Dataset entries
____________________

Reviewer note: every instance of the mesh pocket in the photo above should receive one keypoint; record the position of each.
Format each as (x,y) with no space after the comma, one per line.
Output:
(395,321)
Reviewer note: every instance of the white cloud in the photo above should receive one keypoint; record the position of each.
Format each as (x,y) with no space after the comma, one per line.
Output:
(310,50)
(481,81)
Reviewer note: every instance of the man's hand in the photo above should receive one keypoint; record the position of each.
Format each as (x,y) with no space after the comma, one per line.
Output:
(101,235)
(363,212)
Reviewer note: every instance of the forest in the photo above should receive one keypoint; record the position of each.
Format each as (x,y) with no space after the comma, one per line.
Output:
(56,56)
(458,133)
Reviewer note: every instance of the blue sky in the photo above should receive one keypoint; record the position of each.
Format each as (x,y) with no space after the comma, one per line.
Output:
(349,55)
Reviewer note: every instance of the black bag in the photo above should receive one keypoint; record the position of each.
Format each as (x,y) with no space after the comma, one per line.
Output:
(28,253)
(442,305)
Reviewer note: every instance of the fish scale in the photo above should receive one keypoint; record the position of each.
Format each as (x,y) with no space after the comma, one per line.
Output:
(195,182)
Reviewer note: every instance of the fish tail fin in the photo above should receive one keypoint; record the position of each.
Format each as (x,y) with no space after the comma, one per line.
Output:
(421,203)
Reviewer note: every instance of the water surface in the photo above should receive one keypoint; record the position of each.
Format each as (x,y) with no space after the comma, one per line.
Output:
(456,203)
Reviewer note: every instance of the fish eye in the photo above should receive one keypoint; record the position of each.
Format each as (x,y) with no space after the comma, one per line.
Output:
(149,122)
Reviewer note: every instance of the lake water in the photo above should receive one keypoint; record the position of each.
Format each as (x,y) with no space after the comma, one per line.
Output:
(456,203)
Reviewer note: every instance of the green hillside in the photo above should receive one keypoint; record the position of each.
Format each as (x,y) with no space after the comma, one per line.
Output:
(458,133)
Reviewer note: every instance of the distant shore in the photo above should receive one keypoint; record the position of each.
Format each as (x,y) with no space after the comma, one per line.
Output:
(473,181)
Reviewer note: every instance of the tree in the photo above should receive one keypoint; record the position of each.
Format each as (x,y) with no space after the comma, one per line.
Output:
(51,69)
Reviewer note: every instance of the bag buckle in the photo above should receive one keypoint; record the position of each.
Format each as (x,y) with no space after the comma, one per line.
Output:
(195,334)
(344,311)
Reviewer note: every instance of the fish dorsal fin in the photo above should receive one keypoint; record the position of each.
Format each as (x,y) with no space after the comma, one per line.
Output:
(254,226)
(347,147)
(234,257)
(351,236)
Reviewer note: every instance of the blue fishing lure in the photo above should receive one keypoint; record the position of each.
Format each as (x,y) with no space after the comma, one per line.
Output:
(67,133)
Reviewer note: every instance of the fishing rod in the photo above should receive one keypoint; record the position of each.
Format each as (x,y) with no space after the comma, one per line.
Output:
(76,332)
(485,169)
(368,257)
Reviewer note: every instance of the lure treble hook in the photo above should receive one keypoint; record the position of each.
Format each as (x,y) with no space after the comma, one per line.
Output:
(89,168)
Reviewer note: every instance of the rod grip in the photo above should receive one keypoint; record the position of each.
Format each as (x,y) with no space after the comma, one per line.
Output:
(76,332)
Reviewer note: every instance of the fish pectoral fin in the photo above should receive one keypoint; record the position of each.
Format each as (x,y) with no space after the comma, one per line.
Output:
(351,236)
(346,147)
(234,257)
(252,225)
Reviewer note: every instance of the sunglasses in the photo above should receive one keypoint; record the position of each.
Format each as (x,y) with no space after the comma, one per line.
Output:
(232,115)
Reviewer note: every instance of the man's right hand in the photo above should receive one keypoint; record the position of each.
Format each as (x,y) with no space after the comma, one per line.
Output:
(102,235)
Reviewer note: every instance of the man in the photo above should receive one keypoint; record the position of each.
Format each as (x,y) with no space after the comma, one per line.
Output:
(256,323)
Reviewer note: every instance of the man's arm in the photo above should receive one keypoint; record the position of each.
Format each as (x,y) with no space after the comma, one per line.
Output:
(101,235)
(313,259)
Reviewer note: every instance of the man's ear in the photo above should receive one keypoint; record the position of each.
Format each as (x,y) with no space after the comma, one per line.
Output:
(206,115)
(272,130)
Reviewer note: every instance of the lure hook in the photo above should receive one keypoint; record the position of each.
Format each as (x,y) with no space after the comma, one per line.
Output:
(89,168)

____________________

* **Goal of the exercise**: For the records above, state how many lines include the string "hand", giving the number and nothing else.

* **Result of this task**: 2